● **Excerpted passage**
-- Opening Marker --

This Point of View is for provider CFOs, CIOs, and revenue cycle leaders building self-pay into the operating model to offset 2026 public funding cuts.
The unprecedented 10% decline in public health funding due to OBBBA, Medicare sequestration, and ACA subsidy expiry will translate into an estimated overall 18% reduction in care delivery margins in 2026, worsening in 2027. For example, in acute care hospitals, operating margins are expected to decrease by 11% in 2027, and safety-net hospitals will endure an approximate 28% decrease (see Exhibit 1). However, the increasing share of self-pay by consumers who are ignoring poorly negotiated payer rates in favor of deeply discounted cash-pay rates from hospitals is a positive story that will address some of the margin challenges.

-- Closing Marker --

● **Available data**
-- Opening Marker --

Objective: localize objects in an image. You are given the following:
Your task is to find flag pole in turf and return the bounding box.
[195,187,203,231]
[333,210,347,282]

-- Closing Marker --

Please carry on the passage on self-pay and 2026 public funding cuts, starting after its last sentence. The data is separate material from the passage on self-pay and 2026 public funding cuts.

The self-pay opportunity is emerging inside the commercially insured population with high-deductible health plans, where rising patient cost-sharing, prior authorization friction, claims denials, and opaque benefit design have turned millions of insured Americans into de facto cash buyers for a meaningful share of their care, equivalent to over $75 billion in potential higher-margin revenues for providers in 2026. This is the opportunity care delivery CFOs must chase down in collaboration with their CIOs to ensure there is a durable systems solution to it.

Source: Commonwealth Fund, KFF, CBO, Center on Budget and Policy Priorities, HFS Research, 2026
Adam (real name withheld) was prescribed a cardiac CT scan, and his prior authorization was denied. A typical approach would have been for Adam’s provider to appeal the denial or for Adam to forgo the imaging, but, since he had already made an appointment with the provider, the provider leveraged its knowledge of Adam’s patient benefits and pitched a cash-pay option that was 60% lower than Adam’s deductible. This ensured the provider did not lose the revenue, and Adam got the imaging he needed at a steeply discounted rate. This is not a one-off; rather, it is an increasing trend that providers must institutionalize rapidly (watch this space for an HFS playbook on how to), given the estimated hockey-stick growth expected, as seen in Exhibit 2.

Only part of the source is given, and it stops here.